## Location labeling records

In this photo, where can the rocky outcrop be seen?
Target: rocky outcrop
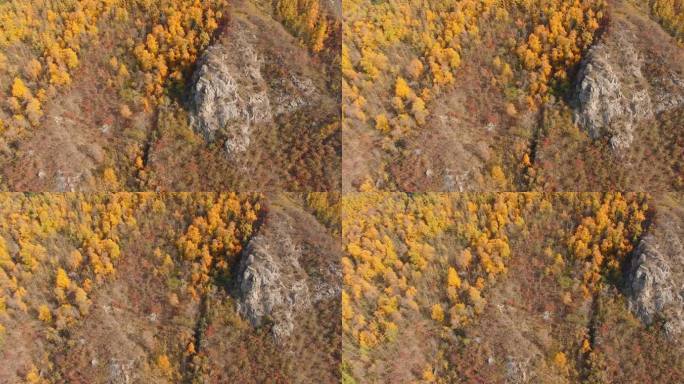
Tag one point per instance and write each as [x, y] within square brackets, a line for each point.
[655, 282]
[242, 83]
[230, 94]
[275, 283]
[617, 88]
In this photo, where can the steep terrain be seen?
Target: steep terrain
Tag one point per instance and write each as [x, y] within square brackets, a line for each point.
[169, 95]
[505, 96]
[148, 288]
[512, 288]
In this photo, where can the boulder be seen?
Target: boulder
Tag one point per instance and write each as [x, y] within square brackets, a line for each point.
[277, 279]
[626, 79]
[242, 83]
[655, 281]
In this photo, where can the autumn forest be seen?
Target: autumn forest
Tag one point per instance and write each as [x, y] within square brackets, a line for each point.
[341, 191]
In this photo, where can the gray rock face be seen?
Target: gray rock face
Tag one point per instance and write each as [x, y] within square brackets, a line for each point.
[616, 90]
[230, 93]
[656, 278]
[274, 283]
[235, 91]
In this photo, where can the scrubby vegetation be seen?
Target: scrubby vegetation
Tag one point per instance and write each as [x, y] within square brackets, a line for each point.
[453, 96]
[90, 266]
[425, 275]
[140, 56]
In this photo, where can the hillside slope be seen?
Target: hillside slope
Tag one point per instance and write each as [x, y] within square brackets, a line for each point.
[103, 95]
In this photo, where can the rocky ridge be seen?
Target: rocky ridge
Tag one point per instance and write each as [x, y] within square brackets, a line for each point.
[655, 282]
[234, 90]
[617, 88]
[274, 283]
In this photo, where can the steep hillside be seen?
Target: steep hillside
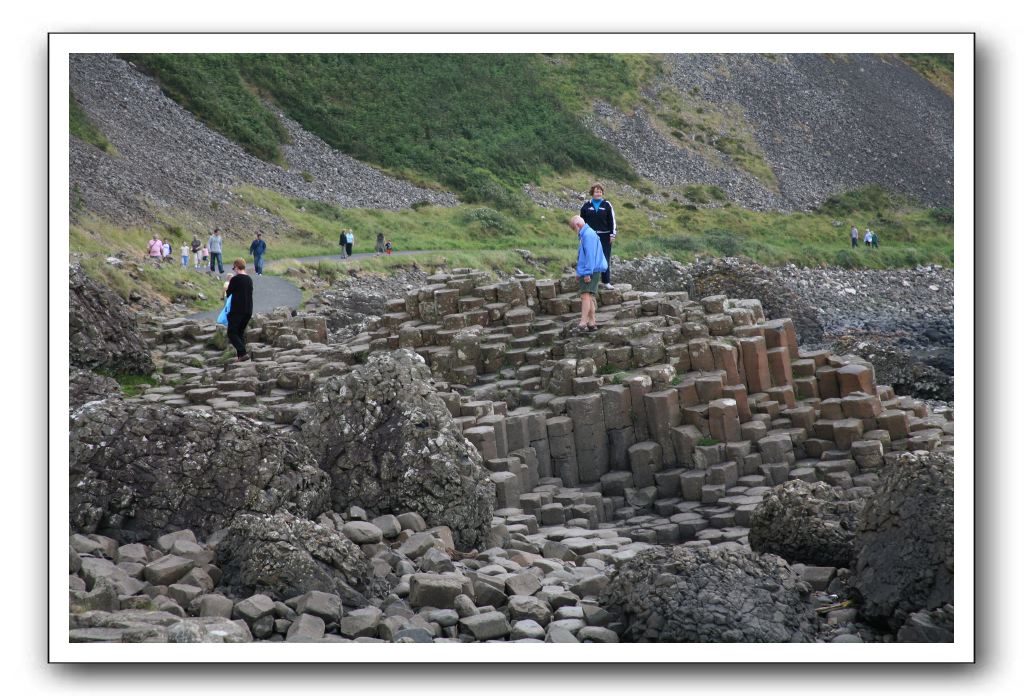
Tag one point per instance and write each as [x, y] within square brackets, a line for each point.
[703, 155]
[171, 168]
[786, 132]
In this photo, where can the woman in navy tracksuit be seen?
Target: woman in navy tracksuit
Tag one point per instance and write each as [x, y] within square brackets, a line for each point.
[598, 214]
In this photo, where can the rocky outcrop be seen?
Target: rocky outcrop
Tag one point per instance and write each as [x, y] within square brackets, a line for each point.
[101, 333]
[139, 470]
[169, 159]
[905, 531]
[390, 444]
[86, 386]
[935, 625]
[809, 523]
[721, 594]
[283, 556]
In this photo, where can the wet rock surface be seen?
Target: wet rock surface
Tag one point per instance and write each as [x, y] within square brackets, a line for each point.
[102, 333]
[906, 559]
[901, 320]
[710, 595]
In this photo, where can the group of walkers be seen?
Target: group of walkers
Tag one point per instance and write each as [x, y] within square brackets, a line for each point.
[201, 254]
[347, 242]
[596, 229]
[870, 237]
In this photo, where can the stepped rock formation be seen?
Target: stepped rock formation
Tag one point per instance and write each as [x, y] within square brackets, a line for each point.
[568, 457]
[102, 334]
[139, 470]
[390, 445]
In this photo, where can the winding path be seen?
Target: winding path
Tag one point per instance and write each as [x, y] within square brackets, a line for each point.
[270, 292]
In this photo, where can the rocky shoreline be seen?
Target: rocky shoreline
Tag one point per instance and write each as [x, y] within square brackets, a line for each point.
[461, 467]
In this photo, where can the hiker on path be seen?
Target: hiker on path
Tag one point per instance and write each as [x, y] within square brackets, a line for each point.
[239, 289]
[156, 248]
[216, 245]
[349, 237]
[598, 214]
[196, 250]
[591, 261]
[257, 249]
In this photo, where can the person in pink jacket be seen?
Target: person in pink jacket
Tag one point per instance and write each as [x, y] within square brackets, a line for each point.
[154, 248]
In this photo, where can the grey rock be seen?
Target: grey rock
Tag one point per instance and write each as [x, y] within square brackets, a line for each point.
[390, 444]
[306, 627]
[709, 595]
[174, 469]
[284, 557]
[811, 523]
[906, 559]
[486, 626]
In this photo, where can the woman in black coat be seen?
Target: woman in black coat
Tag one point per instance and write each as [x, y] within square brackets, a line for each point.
[598, 214]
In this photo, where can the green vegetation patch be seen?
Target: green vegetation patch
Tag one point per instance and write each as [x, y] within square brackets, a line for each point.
[481, 124]
[939, 69]
[83, 128]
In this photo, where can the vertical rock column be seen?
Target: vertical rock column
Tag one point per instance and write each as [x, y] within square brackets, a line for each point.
[586, 412]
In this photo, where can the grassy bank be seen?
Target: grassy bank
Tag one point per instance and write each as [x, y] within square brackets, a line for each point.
[480, 124]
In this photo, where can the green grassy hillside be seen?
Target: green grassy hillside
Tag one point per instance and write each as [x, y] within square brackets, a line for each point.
[480, 124]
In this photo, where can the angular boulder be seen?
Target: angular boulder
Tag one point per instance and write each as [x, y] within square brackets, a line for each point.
[905, 562]
[390, 445]
[140, 470]
[283, 556]
[102, 333]
[723, 594]
[809, 523]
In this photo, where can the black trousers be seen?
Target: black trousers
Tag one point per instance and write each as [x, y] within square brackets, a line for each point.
[236, 331]
[606, 246]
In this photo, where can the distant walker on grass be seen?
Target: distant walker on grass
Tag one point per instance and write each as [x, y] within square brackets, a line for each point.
[258, 249]
[591, 261]
[216, 246]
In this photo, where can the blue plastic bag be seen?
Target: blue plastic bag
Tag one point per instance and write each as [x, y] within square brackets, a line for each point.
[222, 317]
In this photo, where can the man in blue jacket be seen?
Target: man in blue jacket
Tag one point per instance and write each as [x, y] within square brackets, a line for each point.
[591, 262]
[258, 249]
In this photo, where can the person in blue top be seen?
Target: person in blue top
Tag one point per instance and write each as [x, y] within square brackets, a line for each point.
[598, 214]
[257, 249]
[591, 261]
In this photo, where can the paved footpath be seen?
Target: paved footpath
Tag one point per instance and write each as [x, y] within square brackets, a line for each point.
[270, 292]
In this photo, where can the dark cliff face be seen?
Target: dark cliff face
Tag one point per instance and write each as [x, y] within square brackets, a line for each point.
[102, 334]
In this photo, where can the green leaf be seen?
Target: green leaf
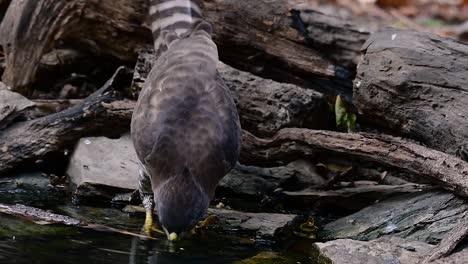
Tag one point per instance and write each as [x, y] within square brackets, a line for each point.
[344, 120]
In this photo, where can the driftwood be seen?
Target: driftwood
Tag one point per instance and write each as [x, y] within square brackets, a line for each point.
[101, 112]
[263, 30]
[264, 106]
[416, 90]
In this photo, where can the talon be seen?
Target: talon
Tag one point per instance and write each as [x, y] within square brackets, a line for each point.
[150, 227]
[208, 221]
[147, 227]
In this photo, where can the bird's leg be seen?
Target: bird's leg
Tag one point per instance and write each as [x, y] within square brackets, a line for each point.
[147, 197]
[208, 221]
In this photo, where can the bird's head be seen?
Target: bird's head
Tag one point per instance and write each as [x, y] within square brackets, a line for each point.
[180, 203]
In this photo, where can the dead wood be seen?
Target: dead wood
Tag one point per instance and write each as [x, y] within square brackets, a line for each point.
[100, 113]
[12, 105]
[101, 110]
[416, 90]
[258, 36]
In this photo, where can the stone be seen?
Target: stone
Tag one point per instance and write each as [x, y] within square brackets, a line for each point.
[259, 182]
[426, 217]
[383, 251]
[103, 167]
[263, 225]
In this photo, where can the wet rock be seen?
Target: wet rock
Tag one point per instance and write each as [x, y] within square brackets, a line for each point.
[386, 251]
[102, 167]
[425, 217]
[263, 225]
[255, 181]
[260, 225]
[348, 199]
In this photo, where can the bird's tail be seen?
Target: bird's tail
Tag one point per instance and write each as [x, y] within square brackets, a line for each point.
[176, 16]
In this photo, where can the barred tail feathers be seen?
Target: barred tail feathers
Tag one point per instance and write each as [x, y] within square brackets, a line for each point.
[173, 15]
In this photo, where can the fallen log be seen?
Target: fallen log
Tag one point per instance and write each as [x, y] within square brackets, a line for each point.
[417, 91]
[26, 142]
[264, 106]
[257, 35]
[102, 113]
[12, 105]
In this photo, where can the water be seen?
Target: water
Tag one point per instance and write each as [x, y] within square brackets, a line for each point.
[25, 242]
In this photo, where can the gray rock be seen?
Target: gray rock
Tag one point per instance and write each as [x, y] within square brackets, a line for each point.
[103, 167]
[255, 181]
[425, 217]
[382, 251]
[264, 225]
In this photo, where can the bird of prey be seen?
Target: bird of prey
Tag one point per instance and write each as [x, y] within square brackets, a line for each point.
[185, 126]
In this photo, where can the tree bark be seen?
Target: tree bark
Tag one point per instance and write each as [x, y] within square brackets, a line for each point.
[255, 35]
[101, 113]
[415, 84]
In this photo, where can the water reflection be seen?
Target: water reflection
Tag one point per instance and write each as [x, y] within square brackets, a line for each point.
[25, 242]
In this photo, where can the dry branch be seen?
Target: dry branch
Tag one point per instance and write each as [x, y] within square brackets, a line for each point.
[101, 113]
[257, 35]
[416, 85]
[452, 239]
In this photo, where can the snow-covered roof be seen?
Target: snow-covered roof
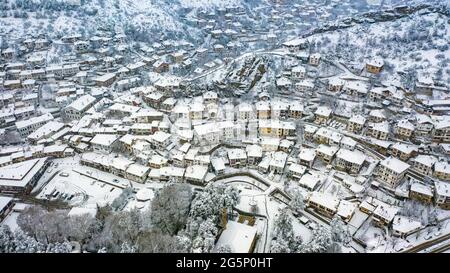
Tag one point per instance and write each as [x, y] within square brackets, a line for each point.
[324, 199]
[404, 148]
[386, 212]
[309, 180]
[307, 154]
[82, 103]
[20, 174]
[380, 126]
[137, 169]
[144, 194]
[236, 154]
[346, 208]
[323, 111]
[426, 160]
[34, 120]
[4, 201]
[355, 157]
[421, 188]
[197, 172]
[297, 168]
[394, 164]
[79, 211]
[295, 42]
[327, 150]
[104, 139]
[405, 124]
[239, 237]
[442, 167]
[218, 164]
[377, 61]
[405, 225]
[442, 188]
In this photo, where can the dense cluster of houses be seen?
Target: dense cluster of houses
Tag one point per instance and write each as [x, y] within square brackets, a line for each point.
[121, 108]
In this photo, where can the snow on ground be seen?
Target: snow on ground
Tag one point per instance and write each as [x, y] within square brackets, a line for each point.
[11, 221]
[86, 190]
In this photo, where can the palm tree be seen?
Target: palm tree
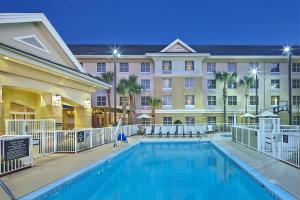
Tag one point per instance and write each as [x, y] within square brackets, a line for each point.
[133, 89]
[108, 77]
[247, 82]
[225, 77]
[153, 102]
[123, 91]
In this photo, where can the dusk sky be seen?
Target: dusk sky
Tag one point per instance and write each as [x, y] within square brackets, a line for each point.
[162, 21]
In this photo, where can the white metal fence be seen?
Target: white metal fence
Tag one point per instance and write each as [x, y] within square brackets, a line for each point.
[15, 153]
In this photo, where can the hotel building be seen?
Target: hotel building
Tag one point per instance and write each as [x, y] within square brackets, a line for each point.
[182, 76]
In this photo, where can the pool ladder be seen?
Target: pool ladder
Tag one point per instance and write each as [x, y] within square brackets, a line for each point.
[7, 190]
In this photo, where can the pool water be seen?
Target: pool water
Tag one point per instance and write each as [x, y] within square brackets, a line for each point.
[165, 171]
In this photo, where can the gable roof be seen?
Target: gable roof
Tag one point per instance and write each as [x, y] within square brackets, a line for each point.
[41, 18]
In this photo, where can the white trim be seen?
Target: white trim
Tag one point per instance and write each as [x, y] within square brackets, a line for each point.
[181, 43]
[40, 17]
[20, 39]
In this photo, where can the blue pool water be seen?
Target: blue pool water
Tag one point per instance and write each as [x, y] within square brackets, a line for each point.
[165, 171]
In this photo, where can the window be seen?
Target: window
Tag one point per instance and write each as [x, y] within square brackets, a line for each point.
[296, 120]
[145, 67]
[296, 100]
[211, 67]
[232, 84]
[296, 83]
[190, 120]
[145, 101]
[274, 100]
[189, 100]
[101, 67]
[275, 67]
[253, 100]
[189, 65]
[211, 84]
[167, 100]
[211, 120]
[296, 67]
[275, 84]
[124, 67]
[101, 100]
[211, 100]
[189, 82]
[232, 100]
[167, 83]
[145, 83]
[167, 120]
[126, 99]
[166, 67]
[232, 67]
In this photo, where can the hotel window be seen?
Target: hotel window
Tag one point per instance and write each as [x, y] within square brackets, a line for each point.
[145, 67]
[274, 100]
[145, 83]
[211, 100]
[145, 101]
[296, 67]
[101, 67]
[232, 84]
[101, 100]
[166, 67]
[167, 120]
[253, 100]
[211, 67]
[124, 67]
[211, 84]
[232, 67]
[296, 100]
[296, 83]
[296, 120]
[275, 68]
[189, 82]
[232, 100]
[275, 84]
[167, 83]
[189, 65]
[189, 100]
[211, 120]
[190, 120]
[167, 100]
[126, 99]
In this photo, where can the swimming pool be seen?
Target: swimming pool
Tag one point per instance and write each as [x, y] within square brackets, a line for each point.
[163, 170]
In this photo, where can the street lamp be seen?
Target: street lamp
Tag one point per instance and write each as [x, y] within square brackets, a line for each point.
[287, 50]
[116, 55]
[255, 72]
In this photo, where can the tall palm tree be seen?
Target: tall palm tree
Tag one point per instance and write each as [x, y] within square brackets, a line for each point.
[225, 77]
[247, 82]
[123, 91]
[133, 90]
[108, 77]
[153, 102]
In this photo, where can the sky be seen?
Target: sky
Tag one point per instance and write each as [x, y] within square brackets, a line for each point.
[162, 21]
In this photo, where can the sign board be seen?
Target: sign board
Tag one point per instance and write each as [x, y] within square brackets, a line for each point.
[17, 148]
[80, 136]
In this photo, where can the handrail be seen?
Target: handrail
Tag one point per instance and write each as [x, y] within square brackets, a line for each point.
[7, 190]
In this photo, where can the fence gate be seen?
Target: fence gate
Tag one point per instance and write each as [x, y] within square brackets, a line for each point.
[42, 131]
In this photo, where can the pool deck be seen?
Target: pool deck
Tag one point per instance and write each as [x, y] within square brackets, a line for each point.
[53, 167]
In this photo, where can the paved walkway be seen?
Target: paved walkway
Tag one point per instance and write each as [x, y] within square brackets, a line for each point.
[51, 168]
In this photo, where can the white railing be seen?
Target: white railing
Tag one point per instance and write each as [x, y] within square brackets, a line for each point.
[15, 153]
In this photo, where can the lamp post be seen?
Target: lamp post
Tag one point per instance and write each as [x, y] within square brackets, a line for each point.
[287, 51]
[116, 55]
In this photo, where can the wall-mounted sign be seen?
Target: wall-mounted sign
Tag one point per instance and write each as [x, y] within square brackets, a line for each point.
[80, 136]
[17, 148]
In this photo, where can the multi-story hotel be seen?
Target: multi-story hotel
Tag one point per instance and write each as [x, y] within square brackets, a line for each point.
[182, 76]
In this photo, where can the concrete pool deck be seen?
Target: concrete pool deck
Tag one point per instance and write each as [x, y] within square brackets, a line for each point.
[53, 167]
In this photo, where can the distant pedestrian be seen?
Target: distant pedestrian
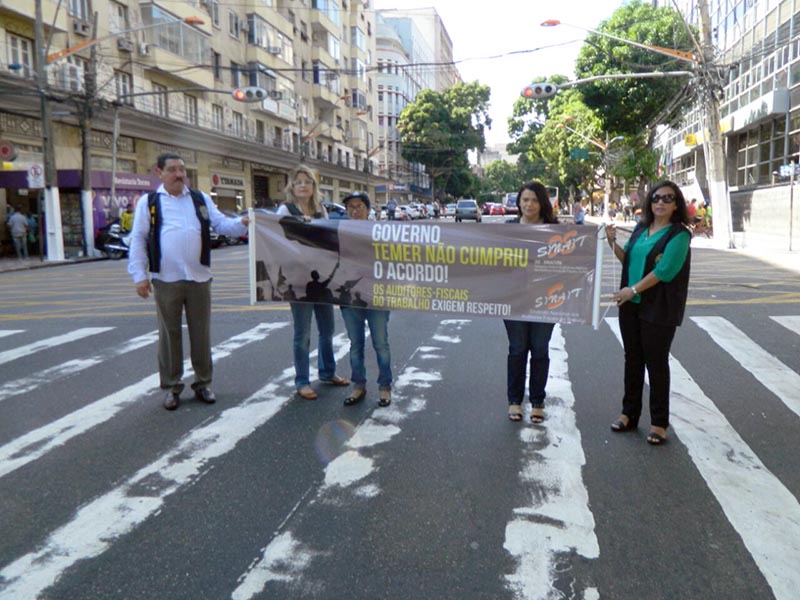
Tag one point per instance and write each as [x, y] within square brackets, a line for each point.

## What is asked
Extract, word for word, each line from the one that contains "In this photo, where can the multi-story" through the final line of the data above. Leave the pictures out.

## The reply
In this photo, where can the multi-story hotel be seen?
Target: multi-story hotel
Tag one point per instance and write each as [x, y] within square brackets, a line for each point.
[182, 76]
In this photo, where can the concrete pool deck be seen?
Target: concrete pool deck
Tag one point per instance and write each as [x, y] within square brackets, a line for each point.
[53, 167]
In this photo, where can the distant pedestrian be seen?
Target: distant pedestrian
Tag one point per instance and write each as [x, y] within square brackets, a line for each point.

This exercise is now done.